• [Short task]: Copy out every row below, switching "in this photo" to "in the image" and leaving everything else as it is. Omit the pictures.

• [Rows from a pointing dataset]:
-- START --

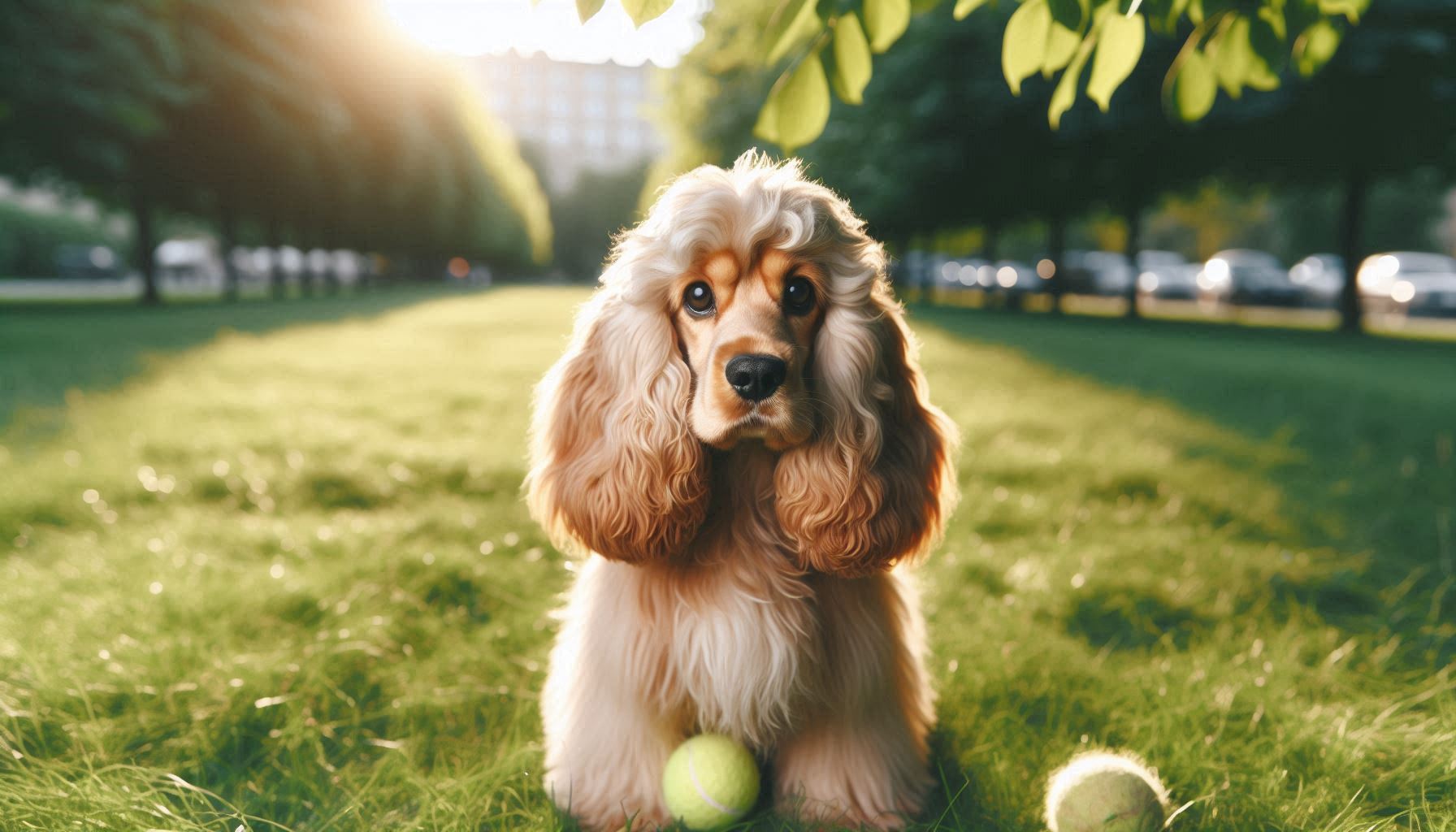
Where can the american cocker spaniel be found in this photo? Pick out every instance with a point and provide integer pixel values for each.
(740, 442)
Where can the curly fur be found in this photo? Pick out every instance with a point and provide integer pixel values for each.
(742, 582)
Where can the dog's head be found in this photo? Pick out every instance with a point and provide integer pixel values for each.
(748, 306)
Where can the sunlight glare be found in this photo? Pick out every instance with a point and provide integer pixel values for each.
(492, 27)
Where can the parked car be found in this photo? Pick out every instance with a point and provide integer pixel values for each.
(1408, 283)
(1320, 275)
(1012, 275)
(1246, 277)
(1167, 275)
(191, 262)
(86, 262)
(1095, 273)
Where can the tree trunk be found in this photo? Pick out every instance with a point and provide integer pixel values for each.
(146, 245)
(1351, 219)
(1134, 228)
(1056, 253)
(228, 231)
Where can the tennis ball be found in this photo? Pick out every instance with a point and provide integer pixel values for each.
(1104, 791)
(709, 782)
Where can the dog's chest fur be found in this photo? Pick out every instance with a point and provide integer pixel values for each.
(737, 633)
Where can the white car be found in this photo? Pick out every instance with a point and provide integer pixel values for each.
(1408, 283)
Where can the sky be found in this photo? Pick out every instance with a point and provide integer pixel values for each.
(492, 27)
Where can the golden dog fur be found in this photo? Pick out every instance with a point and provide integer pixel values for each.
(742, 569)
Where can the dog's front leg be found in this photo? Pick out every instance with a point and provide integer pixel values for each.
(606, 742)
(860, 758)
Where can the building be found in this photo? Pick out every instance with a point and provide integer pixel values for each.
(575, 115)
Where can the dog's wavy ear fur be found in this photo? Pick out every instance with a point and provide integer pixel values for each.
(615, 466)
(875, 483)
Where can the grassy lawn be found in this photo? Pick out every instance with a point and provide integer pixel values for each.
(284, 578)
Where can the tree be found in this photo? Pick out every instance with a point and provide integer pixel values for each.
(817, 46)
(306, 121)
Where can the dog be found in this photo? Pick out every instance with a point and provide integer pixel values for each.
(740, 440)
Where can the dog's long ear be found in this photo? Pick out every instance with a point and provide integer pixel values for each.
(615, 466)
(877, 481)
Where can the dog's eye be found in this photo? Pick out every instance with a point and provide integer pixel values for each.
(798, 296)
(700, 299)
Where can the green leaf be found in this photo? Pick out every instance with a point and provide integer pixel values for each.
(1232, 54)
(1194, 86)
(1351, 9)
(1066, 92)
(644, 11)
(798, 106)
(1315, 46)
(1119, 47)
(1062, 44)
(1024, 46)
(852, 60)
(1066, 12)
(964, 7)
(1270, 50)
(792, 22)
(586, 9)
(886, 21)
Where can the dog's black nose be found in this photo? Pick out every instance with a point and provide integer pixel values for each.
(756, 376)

-- END --

• [Full answer]:
Where can the american cocker spaniel be found in the image? Pick out every instance with a point and provide integer pixel values for each.
(740, 442)
Where can the curly fur be found in the image? Pick out every instance with a point and provide integer pixel values for each.
(742, 582)
Where can the dog's head be found in the image? Pick out every instance with a point and provide integer pixel values for each.
(748, 306)
Where can the sunlight glare be found in the image? Pick out every instance with a point and provide integer pixel values for each.
(492, 27)
Where can the parked car be found in the image? Pick out every instance with a point and provide integer pixel values for each.
(1408, 283)
(1320, 275)
(1012, 275)
(1246, 277)
(1167, 275)
(191, 262)
(86, 262)
(1095, 273)
Where can the tree trunk be found in the image? Pick out every instance with a point and provide integer pixel values for each.
(146, 245)
(1351, 219)
(1134, 228)
(1056, 253)
(228, 231)
Where can the tennis ball be found in the image? Pick out every instance with a point and provide integer pixel values for each.
(1104, 791)
(709, 782)
Where can the dog's chest fur be found in the image? Pick out every instance with a point and provide integer pixel values for each.
(737, 633)
Where can the white car be found in the image? Pick out every instance with a point and provide integer pixel values for each.
(1408, 283)
Where can the sky be found in the image? Pick out every instance with a point and provide integer pixel values for each.
(492, 27)
Where can the golden dog fur be found in the image? Pick out every instance with a point and provide integer pixel values for each.
(742, 569)
Where can the dog's front leg be found in the image? Pick out every instance with a point and provide integer pixel values for each.
(606, 742)
(860, 758)
Where can the building be found in the image? Pick out every instance with a point and provide integer pixel values for each.
(575, 115)
Where can the dog's wavy ear fur be found in the image? Pick out every instance with a point and provide integer pixel values for each.
(615, 466)
(875, 483)
Where can the grassy lawn be found in the image? Pick out every instance with a point and provide integer pixel values for each.
(284, 578)
Where can the tree be found in the image? Pick out every instance with a point and provide integer pixel values for each.
(817, 46)
(306, 121)
Where can the dog be found in the image? Pick out every instance with a point and provide integer pixel values for each.
(740, 440)
Where can the dog's long ear be found in the image? Pick out every instance with a point and provide integer pixel values for each.
(615, 466)
(877, 481)
Where can the dog's eye be found in the image? Pick out every instance with a point and provide integer pixel values for each.
(798, 296)
(700, 299)
Where can the green leaf be found in the image? Pick out every instance with a point and provide integer pixel values for each.
(1232, 54)
(1194, 86)
(1351, 9)
(1066, 92)
(644, 11)
(798, 106)
(1315, 46)
(1119, 47)
(1062, 44)
(1024, 46)
(852, 60)
(1066, 12)
(964, 7)
(1270, 50)
(792, 22)
(586, 9)
(886, 21)
Where can the dog's black nose be found in the image? Pick out every instance with a point and provide integer pixel values for each.
(756, 376)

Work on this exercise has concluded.